* Text block *
»»

Monday, September 13, 2021

Summer 2021 Editorial

This issue completes twenty-four years of our publication. Traditionally, our summer issue has a focus on the inseparable subjects of war and climate change. Summer has, especially over the last twenty years, become the "terrible season," each year hotter than the year before; each summer rife with natural disasters from fire and flooding to deadly storms.

The recent IPCC report shows that as we pass 410 ppm of atmospheric CO2 and 1866 ppb of methane, a far more powerful greenhouse gas, it is warmer now than it has been in 800,000 years. Even so, minimal but important actions which would slow our emissions are opposed by influential fossil-fuel corporations. Though the Biden plan may pass, the licensing for methane fracking on public lands continues unabated.

We knew from the poems we had about these issues that this would be a hard-hitting collection. We feared that it might be too demoralizing, if that is possible in this time of continuing crises. We still struggle with a pandemic made far worse by media disinformation, misinformed resistance, the reality of nightmarish corporate medicine and the continuing reality of class and racist inequities endemic to capitalism.

The existential crises of COVID and of the expanding climate catastrophe require global cooperation made nearly impossible by a system of competitive corporate nation states. This obsolete model, barely 250 years old, has become an obstacle to our survival. Marxists understand that this kind of state and system must be abolished and replaced with cooperative working-class democracies. We can work together globally for the common good or we can compete and fight to the death --- of everything.

The poets in this issue understand that our working class experience is shared, as is our fate as a species. We must force our elected leaders to act responsibly. What is made clear repeatedly in these poems is our shared knowledge of the power behind the curtain of Amercan "democracy". Corporate and military-industrial interests rule both official political parties and the leaders they back. We live under a system of utter corruption. We have managed to elect some publicly funded progressives who are making a big difference. But it is not enough. We face the onslaught of an extreme-right insurgency much like the Taliban, with a sympathetic media, Supreme Court, and politial party with elected representatives. We, as cultural workers, have an important role to play in shaping the culture and mindset necessary to topple the rule of wealth in its own interest and at our very real expense.

That is what this journal is about. We have no illusions about our impact but it does change lives and inspire, letting people know they are not alone but part of a class determined to have each other's backs and to fight for a just and livable society and world. Expanding our voice is vital to this effort. Pass this and other issues around or put them where others can find them. We are fortunate to have new voices in this issue.

Our summer issue also presents the winner of our Working Peoples' Poetry Competition. Our winner this year is Marge Piercy for her poem "The Unfinished Masterpiece." Another entry included in this issue is "My Grandfather's Grindstone" by Sally Ventura. This contest helps support our existence. We are grateful for your entries and for a your continuing support.

««

* Data extract *
»»

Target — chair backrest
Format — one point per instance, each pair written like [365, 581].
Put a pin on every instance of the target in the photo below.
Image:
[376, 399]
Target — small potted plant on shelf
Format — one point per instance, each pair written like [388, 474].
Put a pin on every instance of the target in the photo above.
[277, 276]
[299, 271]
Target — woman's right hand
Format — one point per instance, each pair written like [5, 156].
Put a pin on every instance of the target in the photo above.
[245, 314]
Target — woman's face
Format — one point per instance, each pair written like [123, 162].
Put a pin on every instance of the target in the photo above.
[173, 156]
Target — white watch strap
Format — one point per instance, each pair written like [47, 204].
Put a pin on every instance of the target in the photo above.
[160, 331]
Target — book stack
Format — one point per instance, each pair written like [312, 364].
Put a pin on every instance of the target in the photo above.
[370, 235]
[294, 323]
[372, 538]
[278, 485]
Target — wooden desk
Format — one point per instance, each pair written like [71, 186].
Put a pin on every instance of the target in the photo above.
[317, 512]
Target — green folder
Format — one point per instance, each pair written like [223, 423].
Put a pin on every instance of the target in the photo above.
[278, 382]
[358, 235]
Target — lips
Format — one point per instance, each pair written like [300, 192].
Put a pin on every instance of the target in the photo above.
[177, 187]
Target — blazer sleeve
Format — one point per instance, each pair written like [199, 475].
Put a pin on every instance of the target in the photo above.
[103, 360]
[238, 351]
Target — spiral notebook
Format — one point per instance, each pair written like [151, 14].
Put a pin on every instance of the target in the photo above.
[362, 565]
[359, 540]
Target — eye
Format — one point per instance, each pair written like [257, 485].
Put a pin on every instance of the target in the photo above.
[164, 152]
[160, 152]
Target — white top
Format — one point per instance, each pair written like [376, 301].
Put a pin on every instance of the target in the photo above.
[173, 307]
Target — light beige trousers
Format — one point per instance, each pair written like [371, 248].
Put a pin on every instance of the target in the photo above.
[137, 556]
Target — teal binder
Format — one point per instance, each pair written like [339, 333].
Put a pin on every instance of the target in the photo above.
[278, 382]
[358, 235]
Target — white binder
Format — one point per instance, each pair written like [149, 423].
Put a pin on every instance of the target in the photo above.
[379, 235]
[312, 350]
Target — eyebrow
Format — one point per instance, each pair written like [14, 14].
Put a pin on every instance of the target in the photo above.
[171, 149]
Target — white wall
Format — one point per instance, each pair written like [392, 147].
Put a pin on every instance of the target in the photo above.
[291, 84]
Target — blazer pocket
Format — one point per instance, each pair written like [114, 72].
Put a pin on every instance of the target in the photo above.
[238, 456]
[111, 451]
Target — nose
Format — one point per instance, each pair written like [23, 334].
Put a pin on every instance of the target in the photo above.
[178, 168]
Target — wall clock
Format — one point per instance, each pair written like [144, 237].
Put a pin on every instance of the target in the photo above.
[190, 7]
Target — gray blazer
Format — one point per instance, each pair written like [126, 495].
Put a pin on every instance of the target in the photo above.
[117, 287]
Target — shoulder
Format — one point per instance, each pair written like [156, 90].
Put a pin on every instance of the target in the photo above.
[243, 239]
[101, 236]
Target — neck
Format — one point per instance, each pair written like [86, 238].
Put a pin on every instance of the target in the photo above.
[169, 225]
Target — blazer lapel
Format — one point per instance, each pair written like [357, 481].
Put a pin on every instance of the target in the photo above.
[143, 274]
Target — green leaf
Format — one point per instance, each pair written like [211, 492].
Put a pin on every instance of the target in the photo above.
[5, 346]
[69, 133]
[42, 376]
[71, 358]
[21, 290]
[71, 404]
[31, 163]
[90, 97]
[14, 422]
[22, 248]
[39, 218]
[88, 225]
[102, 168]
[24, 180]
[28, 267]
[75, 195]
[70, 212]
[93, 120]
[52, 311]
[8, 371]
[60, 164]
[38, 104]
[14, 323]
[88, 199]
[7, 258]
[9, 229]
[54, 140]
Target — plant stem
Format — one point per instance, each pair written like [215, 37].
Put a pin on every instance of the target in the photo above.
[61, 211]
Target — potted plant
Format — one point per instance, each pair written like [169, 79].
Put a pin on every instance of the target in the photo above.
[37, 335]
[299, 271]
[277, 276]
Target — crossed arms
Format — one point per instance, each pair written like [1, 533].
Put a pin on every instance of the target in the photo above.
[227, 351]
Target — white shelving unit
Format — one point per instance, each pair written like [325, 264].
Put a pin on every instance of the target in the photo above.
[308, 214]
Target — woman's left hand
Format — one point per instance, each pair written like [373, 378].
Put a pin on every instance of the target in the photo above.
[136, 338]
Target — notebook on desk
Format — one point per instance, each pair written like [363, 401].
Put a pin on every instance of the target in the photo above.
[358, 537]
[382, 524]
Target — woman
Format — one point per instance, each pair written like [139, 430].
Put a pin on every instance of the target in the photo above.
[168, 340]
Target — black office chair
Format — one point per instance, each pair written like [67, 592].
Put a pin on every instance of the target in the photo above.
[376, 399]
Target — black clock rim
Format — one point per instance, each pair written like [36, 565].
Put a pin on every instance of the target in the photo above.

««

* Exercise aim *
Please state which poem the summer editorial names as this year's winner of the Working Peoples' Poetry Competition, and who wrote it.

* Answer area *
"The Unfinished Masterpiece" by Marge Piercy.